Dataset items
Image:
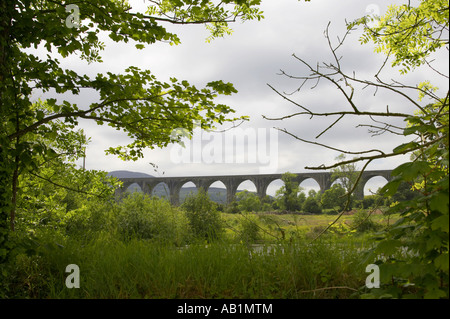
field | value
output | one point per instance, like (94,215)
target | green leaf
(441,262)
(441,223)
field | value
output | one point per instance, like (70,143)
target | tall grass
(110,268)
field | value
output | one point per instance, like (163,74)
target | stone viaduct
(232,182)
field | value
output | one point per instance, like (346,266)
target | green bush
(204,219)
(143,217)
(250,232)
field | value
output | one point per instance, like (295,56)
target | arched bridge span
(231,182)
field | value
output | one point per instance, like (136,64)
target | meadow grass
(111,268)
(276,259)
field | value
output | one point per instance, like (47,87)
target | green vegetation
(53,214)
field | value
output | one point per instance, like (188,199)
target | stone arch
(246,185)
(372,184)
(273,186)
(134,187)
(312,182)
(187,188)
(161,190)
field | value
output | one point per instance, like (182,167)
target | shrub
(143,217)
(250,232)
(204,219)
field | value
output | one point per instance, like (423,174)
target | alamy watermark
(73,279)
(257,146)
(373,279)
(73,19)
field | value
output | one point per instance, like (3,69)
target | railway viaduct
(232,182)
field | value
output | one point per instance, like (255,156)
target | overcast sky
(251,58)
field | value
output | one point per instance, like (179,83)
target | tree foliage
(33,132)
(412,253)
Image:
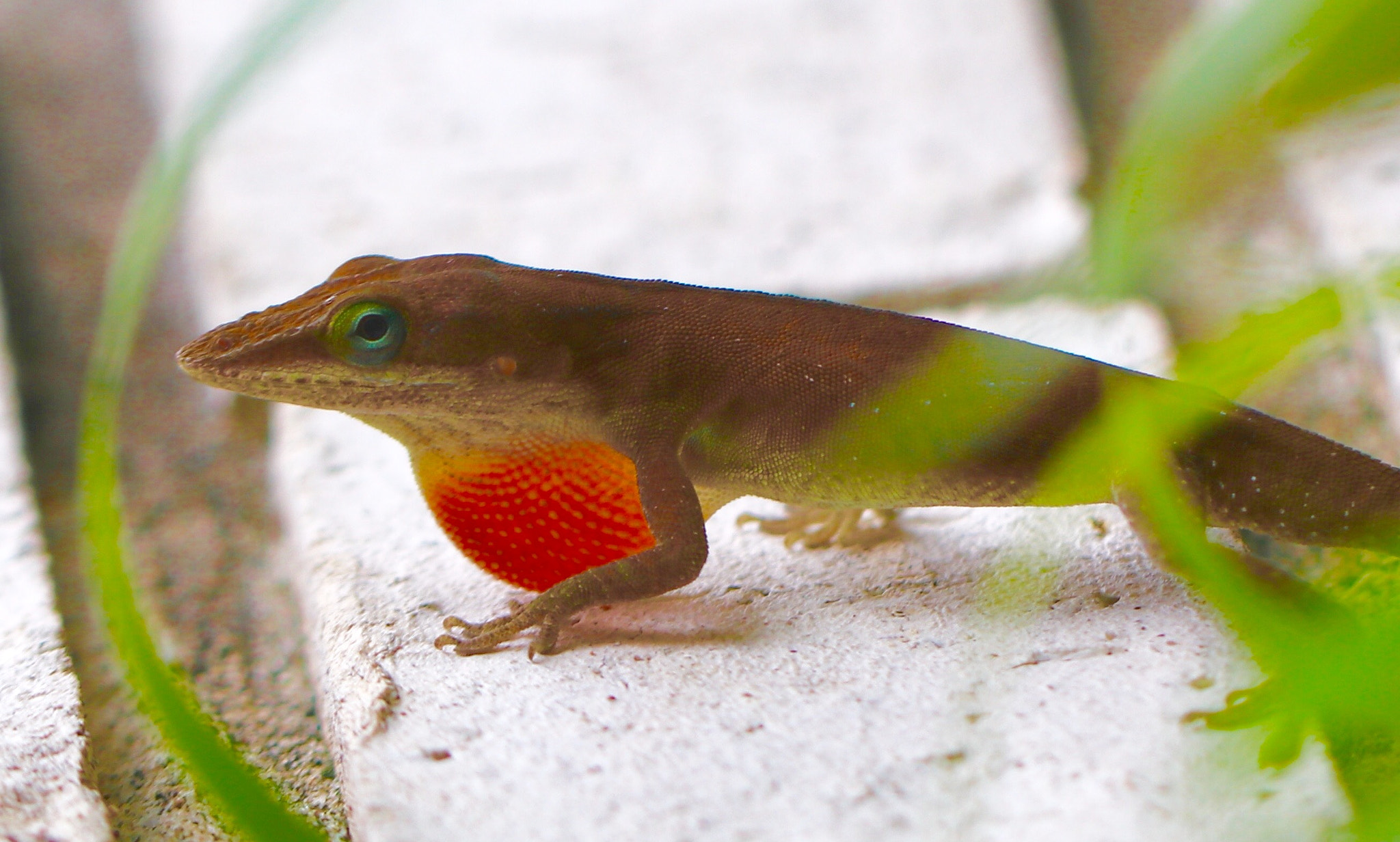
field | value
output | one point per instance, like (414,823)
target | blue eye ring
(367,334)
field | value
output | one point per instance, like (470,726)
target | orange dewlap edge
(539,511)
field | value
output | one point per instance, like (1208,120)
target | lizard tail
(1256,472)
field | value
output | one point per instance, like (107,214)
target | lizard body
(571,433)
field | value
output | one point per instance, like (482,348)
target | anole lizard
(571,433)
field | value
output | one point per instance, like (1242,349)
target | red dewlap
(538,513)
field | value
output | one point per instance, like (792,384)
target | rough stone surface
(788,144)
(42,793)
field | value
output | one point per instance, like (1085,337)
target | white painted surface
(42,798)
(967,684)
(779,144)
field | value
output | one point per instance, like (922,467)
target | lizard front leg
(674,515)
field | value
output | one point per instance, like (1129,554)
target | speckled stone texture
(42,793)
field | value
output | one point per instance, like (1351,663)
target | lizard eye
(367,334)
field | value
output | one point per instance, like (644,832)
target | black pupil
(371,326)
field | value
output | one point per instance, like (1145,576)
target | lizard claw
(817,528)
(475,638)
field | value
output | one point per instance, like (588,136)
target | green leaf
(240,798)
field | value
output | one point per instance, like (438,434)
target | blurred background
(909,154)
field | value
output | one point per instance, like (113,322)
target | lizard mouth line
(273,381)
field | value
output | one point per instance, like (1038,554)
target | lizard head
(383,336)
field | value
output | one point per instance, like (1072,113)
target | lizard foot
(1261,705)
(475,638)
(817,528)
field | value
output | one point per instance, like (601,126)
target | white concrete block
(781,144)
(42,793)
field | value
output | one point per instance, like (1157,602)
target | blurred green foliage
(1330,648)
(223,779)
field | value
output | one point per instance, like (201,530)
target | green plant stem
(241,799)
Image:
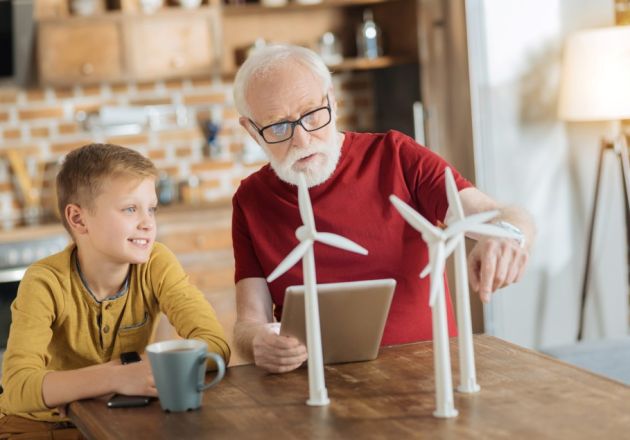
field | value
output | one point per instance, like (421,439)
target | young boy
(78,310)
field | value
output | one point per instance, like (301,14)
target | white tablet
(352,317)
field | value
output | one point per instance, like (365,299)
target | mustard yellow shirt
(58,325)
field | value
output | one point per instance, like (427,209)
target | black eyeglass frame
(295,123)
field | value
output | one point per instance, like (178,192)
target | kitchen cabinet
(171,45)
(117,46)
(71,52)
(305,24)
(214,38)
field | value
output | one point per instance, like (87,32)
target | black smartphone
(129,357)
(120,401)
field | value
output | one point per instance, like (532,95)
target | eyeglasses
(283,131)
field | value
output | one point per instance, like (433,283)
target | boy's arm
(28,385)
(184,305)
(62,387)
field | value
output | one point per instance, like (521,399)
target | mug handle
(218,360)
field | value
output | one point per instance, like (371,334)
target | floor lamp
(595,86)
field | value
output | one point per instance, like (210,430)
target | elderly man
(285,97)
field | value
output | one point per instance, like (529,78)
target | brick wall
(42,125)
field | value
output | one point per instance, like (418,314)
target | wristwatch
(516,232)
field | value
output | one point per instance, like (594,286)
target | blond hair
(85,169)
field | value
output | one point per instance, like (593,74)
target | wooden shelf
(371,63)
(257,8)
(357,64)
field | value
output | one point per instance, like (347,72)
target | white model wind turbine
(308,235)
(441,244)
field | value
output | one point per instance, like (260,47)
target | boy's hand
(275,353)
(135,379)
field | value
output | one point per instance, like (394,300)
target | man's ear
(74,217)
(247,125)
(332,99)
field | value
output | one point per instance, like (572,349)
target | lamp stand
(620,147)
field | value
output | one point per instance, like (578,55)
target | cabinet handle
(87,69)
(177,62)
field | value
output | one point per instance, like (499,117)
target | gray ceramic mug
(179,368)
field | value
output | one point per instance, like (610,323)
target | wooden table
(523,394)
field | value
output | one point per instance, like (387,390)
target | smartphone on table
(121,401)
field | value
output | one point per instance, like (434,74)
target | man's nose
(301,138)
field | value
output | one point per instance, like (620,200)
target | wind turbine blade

...

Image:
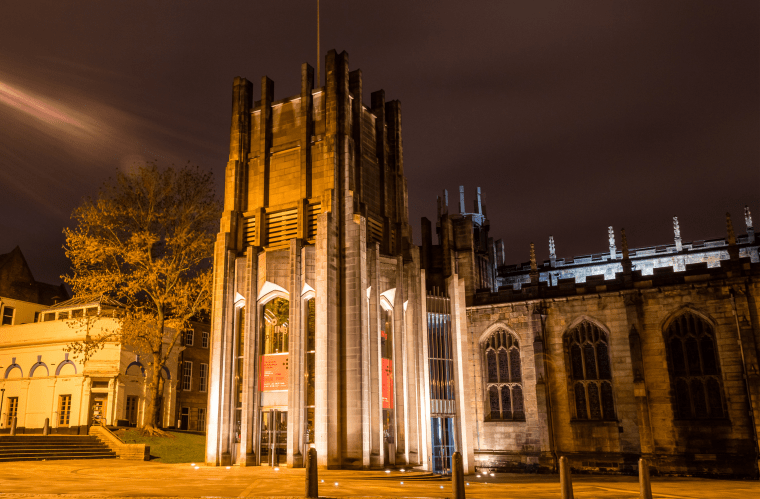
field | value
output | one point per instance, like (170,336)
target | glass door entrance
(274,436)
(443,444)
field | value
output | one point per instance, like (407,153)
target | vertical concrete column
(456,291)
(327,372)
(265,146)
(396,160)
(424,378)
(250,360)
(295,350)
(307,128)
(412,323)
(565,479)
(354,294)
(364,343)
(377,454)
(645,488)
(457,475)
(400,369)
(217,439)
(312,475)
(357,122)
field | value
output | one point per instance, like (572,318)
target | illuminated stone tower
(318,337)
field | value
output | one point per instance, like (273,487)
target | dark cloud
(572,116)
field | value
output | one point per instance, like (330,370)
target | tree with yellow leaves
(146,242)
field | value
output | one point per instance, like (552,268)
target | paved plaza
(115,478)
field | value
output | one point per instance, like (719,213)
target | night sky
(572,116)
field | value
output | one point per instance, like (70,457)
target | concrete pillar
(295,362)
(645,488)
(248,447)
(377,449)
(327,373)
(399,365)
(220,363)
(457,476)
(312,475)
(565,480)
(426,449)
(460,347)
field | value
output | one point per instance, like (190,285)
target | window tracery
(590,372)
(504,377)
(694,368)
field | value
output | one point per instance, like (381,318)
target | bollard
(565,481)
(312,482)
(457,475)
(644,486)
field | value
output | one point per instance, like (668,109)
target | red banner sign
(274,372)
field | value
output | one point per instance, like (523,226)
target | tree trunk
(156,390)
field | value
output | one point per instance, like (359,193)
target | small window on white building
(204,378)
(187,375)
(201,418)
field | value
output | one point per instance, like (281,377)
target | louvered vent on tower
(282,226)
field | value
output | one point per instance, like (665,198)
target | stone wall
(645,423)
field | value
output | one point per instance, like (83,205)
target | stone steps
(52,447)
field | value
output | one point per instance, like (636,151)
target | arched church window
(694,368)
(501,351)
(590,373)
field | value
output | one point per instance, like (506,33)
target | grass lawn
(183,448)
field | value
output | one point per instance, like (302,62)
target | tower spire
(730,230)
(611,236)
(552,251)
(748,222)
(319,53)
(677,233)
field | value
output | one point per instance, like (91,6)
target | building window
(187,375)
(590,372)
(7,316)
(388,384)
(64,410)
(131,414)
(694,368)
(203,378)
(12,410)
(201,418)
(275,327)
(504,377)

GIVEN INSTRUCTION:
Tally the lines in the entries above that contain the string "handle", with case counting, and give only the number.

ANSWER BELOW:
2